START TASK MATERIAL
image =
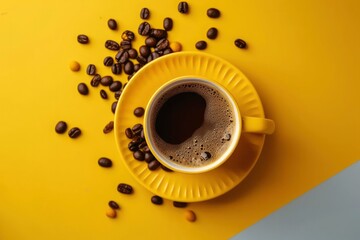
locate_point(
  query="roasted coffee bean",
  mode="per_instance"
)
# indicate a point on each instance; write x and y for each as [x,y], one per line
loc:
[158,33]
[108,127]
[213,13]
[112,45]
[139,155]
[83,39]
[128,35]
[116,68]
[112,24]
[115,86]
[91,69]
[103,94]
[168,24]
[122,56]
[132,53]
[162,44]
[61,127]
[179,204]
[201,45]
[74,132]
[212,33]
[129,133]
[153,165]
[240,43]
[183,7]
[105,162]
[129,67]
[113,106]
[157,200]
[95,81]
[83,89]
[144,29]
[106,80]
[139,111]
[114,205]
[150,41]
[145,13]
[125,188]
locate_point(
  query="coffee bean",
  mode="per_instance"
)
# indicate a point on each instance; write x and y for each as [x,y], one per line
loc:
[157,200]
[74,132]
[213,13]
[91,69]
[129,133]
[108,61]
[240,43]
[83,39]
[125,188]
[112,45]
[83,89]
[115,86]
[103,94]
[129,67]
[95,81]
[153,165]
[104,162]
[201,45]
[212,33]
[61,127]
[113,106]
[144,29]
[168,24]
[150,41]
[114,205]
[183,7]
[108,127]
[139,111]
[112,24]
[106,80]
[145,13]
[179,204]
[128,35]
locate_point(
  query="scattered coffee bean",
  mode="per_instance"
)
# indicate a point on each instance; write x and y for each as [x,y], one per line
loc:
[201,45]
[104,162]
[83,39]
[109,127]
[74,132]
[112,45]
[168,24]
[240,43]
[183,7]
[95,81]
[91,69]
[115,86]
[106,81]
[125,188]
[103,94]
[114,205]
[212,33]
[145,13]
[112,24]
[157,200]
[108,61]
[213,13]
[83,89]
[61,127]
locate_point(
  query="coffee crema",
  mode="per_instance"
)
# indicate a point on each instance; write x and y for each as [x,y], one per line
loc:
[193,123]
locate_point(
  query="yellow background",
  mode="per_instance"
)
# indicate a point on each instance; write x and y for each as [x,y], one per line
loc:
[303,59]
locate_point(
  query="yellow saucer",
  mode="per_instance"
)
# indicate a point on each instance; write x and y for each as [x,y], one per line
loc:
[181,186]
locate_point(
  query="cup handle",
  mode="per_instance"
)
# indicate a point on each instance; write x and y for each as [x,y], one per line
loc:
[258,125]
END TASK MATERIAL
Could you copy out every record exactly, minus the pictures?

image =
locate_point(
  query="roasted coffee bean",
  mode="per_instance"
)
# indicate a point on each instance; write x and y for each as [x,y], one per line
loc:
[158,33]
[108,127]
[213,13]
[112,45]
[139,155]
[83,39]
[128,35]
[116,68]
[112,24]
[115,86]
[91,69]
[103,94]
[168,24]
[122,56]
[132,53]
[162,44]
[61,127]
[179,204]
[201,45]
[74,132]
[212,33]
[129,133]
[153,165]
[240,43]
[183,7]
[105,162]
[129,67]
[113,106]
[157,200]
[95,81]
[83,89]
[144,29]
[106,80]
[139,111]
[114,205]
[150,41]
[145,13]
[125,188]
locate_point(
  query="coffee bean",
  mode="per_instance"
)
# indicate a point on each instance; write x and y for each as [x,y], one per line
loc:
[157,200]
[74,132]
[213,13]
[91,69]
[129,133]
[108,61]
[240,43]
[83,39]
[125,188]
[112,45]
[83,89]
[115,86]
[103,94]
[129,67]
[95,81]
[153,165]
[104,162]
[201,45]
[212,33]
[61,127]
[113,106]
[144,29]
[168,24]
[150,41]
[114,205]
[183,7]
[108,127]
[139,111]
[112,24]
[106,80]
[145,13]
[179,204]
[128,35]
locate_point(
  query="scattered coffee bean",
  mode="per_instance"
)
# indicate a point on each instance; write x and y for each as [x,y], one per line
loc:
[201,45]
[104,162]
[83,39]
[109,127]
[74,132]
[112,45]
[168,24]
[240,43]
[183,7]
[95,81]
[91,69]
[115,86]
[106,81]
[125,188]
[103,94]
[114,205]
[212,33]
[145,13]
[112,24]
[157,200]
[108,61]
[213,13]
[83,89]
[61,127]
locate_point(
  query="coffee crema",
  mode="per_instance"
)
# indicate a point on each instance; write x and y for each as [x,y], one per line
loc:
[193,123]
locate_point(
  query="yellow background",
  mode="per_instance"
)
# indicate a point on each instance; write x and y for each as [x,y], one per line
loc:
[303,59]
locate_point(
  query="yellow saucer",
  mode="per_instance"
)
# indicate a point on each instance; write x and y for each as [x,y], one per line
loc:
[181,186]
locate_point(
  query="cup handle",
  mode="per_instance"
)
# indicate a point on each instance; write x and y for each as [x,y], one per line
loc:
[258,125]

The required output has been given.